**** DATA FOR THIS EXERCISE

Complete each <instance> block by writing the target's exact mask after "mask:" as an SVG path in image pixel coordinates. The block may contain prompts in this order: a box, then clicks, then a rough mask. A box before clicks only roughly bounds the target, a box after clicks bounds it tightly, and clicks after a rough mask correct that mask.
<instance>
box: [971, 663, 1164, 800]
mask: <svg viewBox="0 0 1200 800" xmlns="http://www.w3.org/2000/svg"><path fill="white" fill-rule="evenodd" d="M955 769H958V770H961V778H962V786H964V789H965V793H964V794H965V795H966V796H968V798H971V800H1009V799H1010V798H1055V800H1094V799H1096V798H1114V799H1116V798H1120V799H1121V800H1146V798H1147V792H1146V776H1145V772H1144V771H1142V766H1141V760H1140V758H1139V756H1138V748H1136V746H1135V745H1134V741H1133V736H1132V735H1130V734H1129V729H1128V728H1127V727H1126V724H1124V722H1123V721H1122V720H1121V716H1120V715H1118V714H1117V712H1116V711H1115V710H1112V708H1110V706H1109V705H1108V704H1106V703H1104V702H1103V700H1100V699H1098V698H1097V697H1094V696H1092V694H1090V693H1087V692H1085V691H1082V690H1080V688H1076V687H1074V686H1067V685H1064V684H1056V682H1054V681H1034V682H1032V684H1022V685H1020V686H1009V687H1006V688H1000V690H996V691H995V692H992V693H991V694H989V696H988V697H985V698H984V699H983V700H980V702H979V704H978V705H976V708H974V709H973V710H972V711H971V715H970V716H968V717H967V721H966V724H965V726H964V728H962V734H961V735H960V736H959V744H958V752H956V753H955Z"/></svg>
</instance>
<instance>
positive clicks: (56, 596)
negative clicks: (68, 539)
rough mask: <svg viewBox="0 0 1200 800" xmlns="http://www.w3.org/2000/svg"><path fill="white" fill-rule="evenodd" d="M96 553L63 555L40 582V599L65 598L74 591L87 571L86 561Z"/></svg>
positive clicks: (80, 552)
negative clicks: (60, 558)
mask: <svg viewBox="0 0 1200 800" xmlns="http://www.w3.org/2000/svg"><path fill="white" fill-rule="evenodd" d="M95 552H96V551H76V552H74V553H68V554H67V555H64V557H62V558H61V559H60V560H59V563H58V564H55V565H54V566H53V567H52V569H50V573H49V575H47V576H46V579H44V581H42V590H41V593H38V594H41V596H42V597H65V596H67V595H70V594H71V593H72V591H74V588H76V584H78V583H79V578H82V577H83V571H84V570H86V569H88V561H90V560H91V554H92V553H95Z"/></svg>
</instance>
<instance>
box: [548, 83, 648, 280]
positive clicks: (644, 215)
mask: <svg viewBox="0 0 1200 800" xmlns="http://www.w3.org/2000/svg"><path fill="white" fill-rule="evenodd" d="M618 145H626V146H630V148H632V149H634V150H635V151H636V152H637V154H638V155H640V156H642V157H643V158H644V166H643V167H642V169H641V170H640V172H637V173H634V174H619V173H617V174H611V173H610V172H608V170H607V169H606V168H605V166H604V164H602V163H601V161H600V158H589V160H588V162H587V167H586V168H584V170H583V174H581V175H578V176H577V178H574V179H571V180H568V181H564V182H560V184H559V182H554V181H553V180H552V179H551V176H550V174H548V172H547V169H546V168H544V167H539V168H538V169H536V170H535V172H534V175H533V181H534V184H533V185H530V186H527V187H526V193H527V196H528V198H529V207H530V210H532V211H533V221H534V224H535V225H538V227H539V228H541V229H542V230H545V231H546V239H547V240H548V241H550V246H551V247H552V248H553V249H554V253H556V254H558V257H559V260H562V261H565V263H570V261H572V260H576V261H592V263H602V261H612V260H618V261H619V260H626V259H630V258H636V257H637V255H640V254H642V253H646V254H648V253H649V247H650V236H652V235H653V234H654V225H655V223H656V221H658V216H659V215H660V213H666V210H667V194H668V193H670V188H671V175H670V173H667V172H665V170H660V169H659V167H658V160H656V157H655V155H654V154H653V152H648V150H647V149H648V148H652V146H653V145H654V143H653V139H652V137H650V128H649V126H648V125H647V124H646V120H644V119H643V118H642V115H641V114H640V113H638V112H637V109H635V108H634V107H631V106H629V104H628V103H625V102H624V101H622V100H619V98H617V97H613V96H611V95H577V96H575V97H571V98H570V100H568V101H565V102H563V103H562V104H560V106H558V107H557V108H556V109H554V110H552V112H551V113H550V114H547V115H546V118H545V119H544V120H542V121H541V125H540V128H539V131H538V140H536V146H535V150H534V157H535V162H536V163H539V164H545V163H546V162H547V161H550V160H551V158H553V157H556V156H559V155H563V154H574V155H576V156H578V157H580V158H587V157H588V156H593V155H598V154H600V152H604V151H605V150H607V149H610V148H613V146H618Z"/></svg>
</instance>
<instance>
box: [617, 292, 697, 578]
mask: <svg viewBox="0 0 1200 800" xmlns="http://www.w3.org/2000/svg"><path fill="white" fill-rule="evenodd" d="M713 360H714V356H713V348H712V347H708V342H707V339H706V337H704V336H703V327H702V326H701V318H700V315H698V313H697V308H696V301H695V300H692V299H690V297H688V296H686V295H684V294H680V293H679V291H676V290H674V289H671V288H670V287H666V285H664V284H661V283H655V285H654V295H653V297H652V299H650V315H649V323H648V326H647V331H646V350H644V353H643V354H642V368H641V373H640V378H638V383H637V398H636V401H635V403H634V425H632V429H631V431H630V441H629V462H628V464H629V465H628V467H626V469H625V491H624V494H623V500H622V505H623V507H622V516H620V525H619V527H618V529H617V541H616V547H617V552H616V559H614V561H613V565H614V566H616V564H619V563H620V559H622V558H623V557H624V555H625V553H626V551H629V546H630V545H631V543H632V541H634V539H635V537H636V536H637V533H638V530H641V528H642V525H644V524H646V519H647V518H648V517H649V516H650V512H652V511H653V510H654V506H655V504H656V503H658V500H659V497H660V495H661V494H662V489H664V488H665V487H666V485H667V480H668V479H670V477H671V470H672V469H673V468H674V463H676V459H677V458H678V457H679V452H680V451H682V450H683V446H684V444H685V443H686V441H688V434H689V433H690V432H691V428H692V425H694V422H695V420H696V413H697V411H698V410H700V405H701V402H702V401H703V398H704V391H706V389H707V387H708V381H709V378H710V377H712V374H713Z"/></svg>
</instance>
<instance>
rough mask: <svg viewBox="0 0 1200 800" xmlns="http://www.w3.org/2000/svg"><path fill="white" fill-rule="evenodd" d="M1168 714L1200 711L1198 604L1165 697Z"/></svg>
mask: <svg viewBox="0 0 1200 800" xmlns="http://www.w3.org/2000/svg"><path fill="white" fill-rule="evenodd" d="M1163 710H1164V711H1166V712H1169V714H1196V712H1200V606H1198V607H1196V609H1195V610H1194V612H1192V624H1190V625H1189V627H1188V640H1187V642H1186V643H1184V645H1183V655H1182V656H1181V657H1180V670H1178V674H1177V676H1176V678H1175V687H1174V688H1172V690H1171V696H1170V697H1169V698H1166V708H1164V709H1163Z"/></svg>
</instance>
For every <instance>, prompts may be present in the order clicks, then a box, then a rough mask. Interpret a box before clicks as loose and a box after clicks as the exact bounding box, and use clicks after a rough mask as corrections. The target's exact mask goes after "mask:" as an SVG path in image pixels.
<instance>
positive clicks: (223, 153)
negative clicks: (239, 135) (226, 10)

********

* _INSTRUCTIONS FOR THE TASK_: All the entries above should come back exactly as they are written.

* _ANSWER SPACE_:
Complete each <instance> block by writing the target's exact mask after "mask:" as an SVG path in image pixel coordinates. The block may contain prompts in this order: a box, then clicks, then a rough mask. A box before clicks only roughly bounds the target, a box after clicks bounds it tightly, and clicks after a rough mask correct that mask.
<instance>
box: [971, 663, 1164, 800]
mask: <svg viewBox="0 0 1200 800" xmlns="http://www.w3.org/2000/svg"><path fill="white" fill-rule="evenodd" d="M955 769H958V770H961V778H962V786H964V789H965V793H964V794H965V795H966V796H968V798H971V800H1009V799H1010V798H1055V800H1094V799H1096V798H1114V799H1116V798H1120V799H1121V800H1146V798H1147V792H1146V776H1145V772H1144V771H1142V766H1141V760H1140V758H1139V756H1138V748H1136V746H1135V745H1134V741H1133V736H1132V735H1130V734H1129V729H1128V728H1127V727H1126V724H1124V722H1123V721H1122V720H1121V716H1120V715H1118V714H1117V712H1116V711H1115V710H1112V708H1110V706H1109V705H1108V704H1106V703H1104V702H1103V700H1100V699H1098V698H1097V697H1094V696H1092V694H1090V693H1087V692H1085V691H1082V690H1080V688H1076V687H1074V686H1067V685H1064V684H1056V682H1054V681H1034V682H1032V684H1022V685H1020V686H1009V687H1006V688H1000V690H996V691H995V692H992V693H991V694H989V696H988V697H985V698H984V699H983V700H980V702H979V704H978V705H976V708H974V709H973V710H972V711H971V715H970V716H968V717H967V721H966V724H965V726H964V728H962V734H961V735H960V736H959V744H958V752H956V753H955Z"/></svg>
</instance>
<instance>
positive clicks: (56, 596)
negative clicks: (68, 539)
rough mask: <svg viewBox="0 0 1200 800" xmlns="http://www.w3.org/2000/svg"><path fill="white" fill-rule="evenodd" d="M96 553L63 555L40 582V599L65 598L74 591L87 571L86 561Z"/></svg>
positive clicks: (80, 552)
negative clicks: (60, 558)
mask: <svg viewBox="0 0 1200 800" xmlns="http://www.w3.org/2000/svg"><path fill="white" fill-rule="evenodd" d="M95 552H96V551H76V552H74V553H68V554H67V555H64V557H62V558H61V559H60V560H59V563H58V564H55V565H54V566H53V567H52V569H50V573H49V575H47V576H46V579H44V581H42V590H41V593H38V594H41V596H42V597H65V596H67V595H70V594H71V593H72V591H74V588H76V584H78V583H79V578H82V577H83V571H84V570H86V569H88V561H90V560H91V554H92V553H95Z"/></svg>
</instance>
<instance>
box: [548, 83, 648, 280]
positive clicks: (644, 215)
mask: <svg viewBox="0 0 1200 800" xmlns="http://www.w3.org/2000/svg"><path fill="white" fill-rule="evenodd" d="M618 145H626V146H630V148H632V149H634V150H635V151H636V152H637V154H638V155H640V156H642V157H643V158H644V166H643V167H642V169H641V170H640V172H637V173H634V174H619V173H617V174H611V173H610V172H608V170H607V169H606V168H605V166H604V164H602V163H601V161H600V158H589V160H588V162H587V167H586V168H584V170H583V174H581V175H578V176H577V178H574V179H571V180H568V181H564V182H560V184H559V182H554V181H553V180H552V179H551V176H550V174H548V172H547V169H546V168H544V167H539V168H538V169H536V170H535V172H534V175H533V181H534V184H533V185H530V186H527V187H526V193H527V196H528V198H529V207H530V210H532V211H533V221H534V224H535V225H538V227H539V228H541V229H542V230H545V231H546V239H547V240H548V241H550V246H551V247H552V248H553V249H554V253H556V254H558V257H559V260H562V261H565V263H570V261H572V260H576V261H592V263H602V261H612V260H618V261H619V260H626V259H630V258H636V257H637V255H640V254H642V253H646V254H648V253H649V247H650V236H652V235H653V234H654V225H655V223H656V221H658V216H659V215H660V213H666V210H667V194H668V193H670V188H671V175H670V173H667V172H665V170H660V169H659V167H658V160H656V157H655V155H654V154H653V152H648V150H647V149H648V148H652V146H653V145H654V143H653V139H652V137H650V128H649V126H648V125H647V124H646V120H644V119H643V118H642V115H641V114H640V113H638V112H637V109H635V108H634V107H631V106H629V104H628V103H625V102H624V101H622V100H619V98H617V97H613V96H611V95H577V96H575V97H571V98H570V100H568V101H565V102H563V103H562V104H560V106H558V107H557V108H556V109H554V110H552V112H551V113H550V114H547V115H546V118H545V119H544V120H542V121H541V125H540V128H539V131H538V140H536V146H535V150H534V157H535V162H536V163H539V164H545V163H546V162H547V161H550V160H551V158H553V157H556V156H559V155H563V154H574V155H576V156H578V157H580V158H587V157H588V156H593V155H598V154H600V152H604V151H605V150H607V149H610V148H613V146H618Z"/></svg>
</instance>
<instance>
box: [617, 292, 697, 578]
mask: <svg viewBox="0 0 1200 800" xmlns="http://www.w3.org/2000/svg"><path fill="white" fill-rule="evenodd" d="M713 360H714V356H713V348H712V347H708V342H707V339H706V337H704V336H703V327H702V326H701V318H700V315H698V313H697V308H696V301H695V300H692V299H690V297H688V296H686V295H684V294H680V293H679V291H676V290H674V289H671V288H670V287H666V285H664V284H661V283H655V285H654V295H653V297H652V299H650V315H649V323H648V326H647V331H646V350H644V353H643V354H642V368H641V373H640V378H638V383H637V398H636V401H635V403H634V425H632V429H631V431H630V441H629V462H628V464H629V465H628V467H626V469H625V491H624V494H623V500H622V505H623V507H622V516H620V525H619V527H618V529H617V541H616V547H617V552H616V559H614V561H613V565H614V566H616V564H619V563H620V559H622V558H623V557H624V555H625V553H626V551H629V546H630V545H631V543H632V541H634V539H635V537H636V536H637V533H638V530H641V528H642V525H644V524H646V519H647V518H648V517H649V516H650V512H652V511H653V510H654V506H655V504H656V503H658V500H659V497H660V495H661V494H662V489H664V488H665V487H666V485H667V480H668V479H670V477H671V470H672V469H673V468H674V463H676V459H677V458H678V457H679V452H680V451H682V450H683V446H684V444H685V443H686V441H688V434H689V433H690V432H691V428H692V425H694V422H695V420H696V413H697V411H698V410H700V405H701V402H702V401H703V398H704V391H706V389H707V387H708V381H709V378H710V377H712V374H713Z"/></svg>
</instance>
<instance>
rough mask: <svg viewBox="0 0 1200 800" xmlns="http://www.w3.org/2000/svg"><path fill="white" fill-rule="evenodd" d="M1168 714L1200 711L1198 604L1165 697Z"/></svg>
mask: <svg viewBox="0 0 1200 800" xmlns="http://www.w3.org/2000/svg"><path fill="white" fill-rule="evenodd" d="M1163 710H1164V711H1166V712H1169V714H1196V712H1200V606H1198V607H1196V609H1195V610H1194V612H1192V624H1190V625H1189V627H1188V640H1187V642H1186V643H1184V645H1183V655H1182V656H1181V657H1180V670H1178V674H1177V676H1176V678H1175V687H1174V688H1172V690H1171V696H1170V697H1169V698H1166V708H1164V709H1163Z"/></svg>
</instance>
For every <instance>, prompts may be present in the order clicks, then a box, then a rough mask. Interpret a box before clicks as loose and a box after clicks as the exact bounding box, and use clicks after a rough mask as corrections. The target's exact mask goes after "mask:" as an SVG path in image pixels.
<instance>
positive clicks: (223, 153)
negative clicks: (239, 135) (226, 10)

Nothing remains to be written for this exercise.